> **Provided text**
━━━
This is a research and policy engagement project that examines the relationship between educational disadvantage and gender amongst children and young people in India, Ethiopia and Vietnam.
The project aims to support decision-making to advance the empowerment of children, particularly girls. The research team originally set out to use data from Young Lives' household and school surveys to answer three key questions:
- Which girls and boys develop positive psychosocial attributes, cognitive abilities and transferable skills? How do these skills, attributes and mind-sets change over time?
- To what extent do early investments in education and nutrition affect cognitive skills and psychosocial development? Does this differ for girls and boys?
- How do psychosocial, cognitive and transferable skills support one another? Does this differ for girls and boys?
After COVID-19 was declared a global pandemic in March 2020, educational institutions around the world began to close in order to try to slow the spread of the virus. By April, over 90 per cent of the global student population were unable to attend their school, college or university. In response, the research team refocused the project to consider what teaching and learning was taking place during school closures and explore the implications for educational equity. We are grateful for the funder’s flexibility in supporting this change. The project now includes:
- a phone survey of schools in India (Andhra Pradesh and Telengana) and Ethiopia to understand what provision schools made during closures, the extent to which this provision was driven by a focus on equity, and the expected impacts of school closures on children and young people.
━━━
> **Work to complete**
a – Using the project description, decide whether each statement agrees with it, answering yes or no and quoting the words that settle it: (i) The project looks at children and young people in India, Ethiopia and Vietnam. (ii) By April, more than 90 per cent of the global student population could not attend their school, college or university. (iii) The phone survey of schools included Vietnam.
b – Write the next part of the project description, starting after its final sentence.
The records that follow have no connection to the project description.

(Collected data)
━━━
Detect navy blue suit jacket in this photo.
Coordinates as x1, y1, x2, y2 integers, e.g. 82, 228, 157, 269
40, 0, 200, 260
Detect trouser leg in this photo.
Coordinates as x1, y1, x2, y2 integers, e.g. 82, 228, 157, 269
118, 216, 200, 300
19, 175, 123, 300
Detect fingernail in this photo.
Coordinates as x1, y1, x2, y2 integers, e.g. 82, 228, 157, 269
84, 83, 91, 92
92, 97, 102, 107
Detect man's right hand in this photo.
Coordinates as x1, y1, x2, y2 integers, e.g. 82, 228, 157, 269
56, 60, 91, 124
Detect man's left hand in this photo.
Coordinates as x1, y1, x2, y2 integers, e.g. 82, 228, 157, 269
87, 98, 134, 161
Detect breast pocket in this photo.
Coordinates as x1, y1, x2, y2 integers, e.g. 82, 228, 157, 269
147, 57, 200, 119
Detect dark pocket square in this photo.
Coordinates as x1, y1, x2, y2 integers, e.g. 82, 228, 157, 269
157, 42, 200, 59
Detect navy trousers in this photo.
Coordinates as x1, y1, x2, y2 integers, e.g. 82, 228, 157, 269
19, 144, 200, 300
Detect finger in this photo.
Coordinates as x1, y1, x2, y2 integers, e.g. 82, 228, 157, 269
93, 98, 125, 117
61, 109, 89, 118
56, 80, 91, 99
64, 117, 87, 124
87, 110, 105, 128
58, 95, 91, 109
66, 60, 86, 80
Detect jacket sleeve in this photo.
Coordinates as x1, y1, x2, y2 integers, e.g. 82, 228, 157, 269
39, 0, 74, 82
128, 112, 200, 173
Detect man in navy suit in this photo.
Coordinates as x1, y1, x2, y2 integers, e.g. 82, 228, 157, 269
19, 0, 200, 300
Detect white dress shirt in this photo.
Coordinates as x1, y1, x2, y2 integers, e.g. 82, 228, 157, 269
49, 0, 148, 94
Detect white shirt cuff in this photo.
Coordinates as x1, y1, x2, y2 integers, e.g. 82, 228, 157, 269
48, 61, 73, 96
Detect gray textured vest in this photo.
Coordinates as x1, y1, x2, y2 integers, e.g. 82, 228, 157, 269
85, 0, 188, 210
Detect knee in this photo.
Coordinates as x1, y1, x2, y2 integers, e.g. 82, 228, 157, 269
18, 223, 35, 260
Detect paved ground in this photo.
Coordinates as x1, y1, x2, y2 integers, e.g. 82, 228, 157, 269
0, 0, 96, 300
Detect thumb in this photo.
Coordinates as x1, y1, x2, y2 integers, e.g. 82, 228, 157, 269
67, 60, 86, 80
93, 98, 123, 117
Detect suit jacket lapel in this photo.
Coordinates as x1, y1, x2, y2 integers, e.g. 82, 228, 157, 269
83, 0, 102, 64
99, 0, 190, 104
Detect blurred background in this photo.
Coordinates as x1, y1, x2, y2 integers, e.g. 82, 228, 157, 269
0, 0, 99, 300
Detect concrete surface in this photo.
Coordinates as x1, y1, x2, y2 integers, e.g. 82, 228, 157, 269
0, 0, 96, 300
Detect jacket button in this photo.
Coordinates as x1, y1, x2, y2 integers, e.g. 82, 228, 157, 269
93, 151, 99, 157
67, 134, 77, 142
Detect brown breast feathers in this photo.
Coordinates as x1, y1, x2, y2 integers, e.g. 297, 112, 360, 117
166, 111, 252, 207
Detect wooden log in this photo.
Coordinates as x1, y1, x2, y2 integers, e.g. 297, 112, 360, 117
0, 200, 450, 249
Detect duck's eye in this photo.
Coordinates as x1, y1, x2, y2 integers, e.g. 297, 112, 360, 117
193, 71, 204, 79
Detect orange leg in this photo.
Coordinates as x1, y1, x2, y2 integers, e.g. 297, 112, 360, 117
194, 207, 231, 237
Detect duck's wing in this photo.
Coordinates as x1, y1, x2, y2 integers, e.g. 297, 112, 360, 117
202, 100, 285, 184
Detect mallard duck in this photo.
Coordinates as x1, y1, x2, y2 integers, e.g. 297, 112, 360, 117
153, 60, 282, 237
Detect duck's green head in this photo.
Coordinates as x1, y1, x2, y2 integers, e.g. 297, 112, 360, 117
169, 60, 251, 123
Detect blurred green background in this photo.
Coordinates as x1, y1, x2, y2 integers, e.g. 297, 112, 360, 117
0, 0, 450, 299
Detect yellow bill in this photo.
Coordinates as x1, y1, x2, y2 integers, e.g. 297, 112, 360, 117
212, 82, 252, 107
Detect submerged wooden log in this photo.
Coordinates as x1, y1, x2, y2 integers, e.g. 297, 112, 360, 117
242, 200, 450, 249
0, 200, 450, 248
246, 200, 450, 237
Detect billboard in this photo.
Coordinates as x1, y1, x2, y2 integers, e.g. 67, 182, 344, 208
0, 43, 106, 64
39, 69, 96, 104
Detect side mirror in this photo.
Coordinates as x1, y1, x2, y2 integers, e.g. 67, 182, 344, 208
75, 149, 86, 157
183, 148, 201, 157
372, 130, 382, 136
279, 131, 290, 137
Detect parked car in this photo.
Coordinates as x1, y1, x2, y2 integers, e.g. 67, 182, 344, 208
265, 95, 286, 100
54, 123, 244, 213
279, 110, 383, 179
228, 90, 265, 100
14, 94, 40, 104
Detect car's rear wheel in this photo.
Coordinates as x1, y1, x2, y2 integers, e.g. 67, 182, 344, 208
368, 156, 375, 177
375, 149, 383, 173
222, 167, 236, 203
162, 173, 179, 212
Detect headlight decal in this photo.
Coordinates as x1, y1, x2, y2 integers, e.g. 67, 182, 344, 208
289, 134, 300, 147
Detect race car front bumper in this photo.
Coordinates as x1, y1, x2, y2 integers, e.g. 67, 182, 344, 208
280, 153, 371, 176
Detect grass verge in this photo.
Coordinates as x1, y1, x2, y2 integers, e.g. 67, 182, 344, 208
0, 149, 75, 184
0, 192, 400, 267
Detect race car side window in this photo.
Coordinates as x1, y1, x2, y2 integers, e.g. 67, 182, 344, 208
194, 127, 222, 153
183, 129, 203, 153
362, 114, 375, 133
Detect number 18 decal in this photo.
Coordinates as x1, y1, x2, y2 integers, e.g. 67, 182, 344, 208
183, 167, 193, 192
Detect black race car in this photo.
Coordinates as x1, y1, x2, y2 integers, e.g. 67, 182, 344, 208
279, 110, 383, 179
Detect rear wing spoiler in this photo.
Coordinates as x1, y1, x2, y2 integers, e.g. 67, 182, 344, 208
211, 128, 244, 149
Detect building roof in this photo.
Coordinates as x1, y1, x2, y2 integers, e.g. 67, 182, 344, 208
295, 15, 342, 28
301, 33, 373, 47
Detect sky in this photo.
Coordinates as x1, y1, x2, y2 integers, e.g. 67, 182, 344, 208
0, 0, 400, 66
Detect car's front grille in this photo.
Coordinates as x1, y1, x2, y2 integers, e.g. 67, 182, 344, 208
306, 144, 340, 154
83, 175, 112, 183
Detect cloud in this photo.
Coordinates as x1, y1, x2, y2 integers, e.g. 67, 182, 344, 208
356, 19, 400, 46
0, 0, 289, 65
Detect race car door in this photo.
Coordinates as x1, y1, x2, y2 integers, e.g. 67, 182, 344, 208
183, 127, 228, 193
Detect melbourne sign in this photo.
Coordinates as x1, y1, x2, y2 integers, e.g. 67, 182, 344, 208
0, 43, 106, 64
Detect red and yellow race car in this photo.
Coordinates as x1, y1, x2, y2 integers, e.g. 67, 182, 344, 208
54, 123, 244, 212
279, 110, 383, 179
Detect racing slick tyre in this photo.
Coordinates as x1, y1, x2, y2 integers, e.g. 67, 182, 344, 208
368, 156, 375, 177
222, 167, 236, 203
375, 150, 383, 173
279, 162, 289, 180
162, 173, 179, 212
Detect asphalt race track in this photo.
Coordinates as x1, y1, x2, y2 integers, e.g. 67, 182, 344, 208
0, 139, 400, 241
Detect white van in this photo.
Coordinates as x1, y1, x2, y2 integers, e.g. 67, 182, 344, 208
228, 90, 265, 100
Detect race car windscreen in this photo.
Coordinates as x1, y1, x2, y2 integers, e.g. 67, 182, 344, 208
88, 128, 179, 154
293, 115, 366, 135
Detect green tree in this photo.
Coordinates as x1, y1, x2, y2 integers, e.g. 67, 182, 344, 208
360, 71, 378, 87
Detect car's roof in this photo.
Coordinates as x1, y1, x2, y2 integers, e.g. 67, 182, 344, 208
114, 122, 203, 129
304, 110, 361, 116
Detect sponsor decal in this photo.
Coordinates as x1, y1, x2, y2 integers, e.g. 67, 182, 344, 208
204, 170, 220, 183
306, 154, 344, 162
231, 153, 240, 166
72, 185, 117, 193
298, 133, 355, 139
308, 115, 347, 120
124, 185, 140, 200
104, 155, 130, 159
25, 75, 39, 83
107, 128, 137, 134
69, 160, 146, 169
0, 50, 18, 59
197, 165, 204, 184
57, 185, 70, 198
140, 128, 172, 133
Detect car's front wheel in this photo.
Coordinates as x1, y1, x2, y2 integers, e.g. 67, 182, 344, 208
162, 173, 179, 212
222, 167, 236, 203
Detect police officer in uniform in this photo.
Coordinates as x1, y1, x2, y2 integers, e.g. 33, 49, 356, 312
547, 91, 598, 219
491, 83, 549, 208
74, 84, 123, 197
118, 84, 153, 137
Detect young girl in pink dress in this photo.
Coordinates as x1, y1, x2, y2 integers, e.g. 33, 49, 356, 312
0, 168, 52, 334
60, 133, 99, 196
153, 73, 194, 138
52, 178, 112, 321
━━━
> **Replies**
a –
(i) Yes: "amongst children and young people in India, Ethiopia and Vietnam"
(ii) Yes: "By April, over 90 per cent of the global student population were unable to attend their school, college or university."
(iii) No: "a phone survey of schools in India (Andhra Pradesh and Telengana) and Ethiopia"

b –
- analysis into the reasons for different levels of support offered by schools during the closures. The team will match this phone survey data with data collected from the same schools in 2016/17 to conduct this analysis.
The headline findings from the COVID-19 head teacher surveys in Ethiopia and India are available here. More information on the 2016/17 school surveys can be found here.
The Gendered Young Lives project aims to influence national policy in Young Lives' countries as well as global dialogue on COVID-19, gender, education and skills. The research team are working with the Young Lives' country teams to engage national policy and practice audiences with the research findings.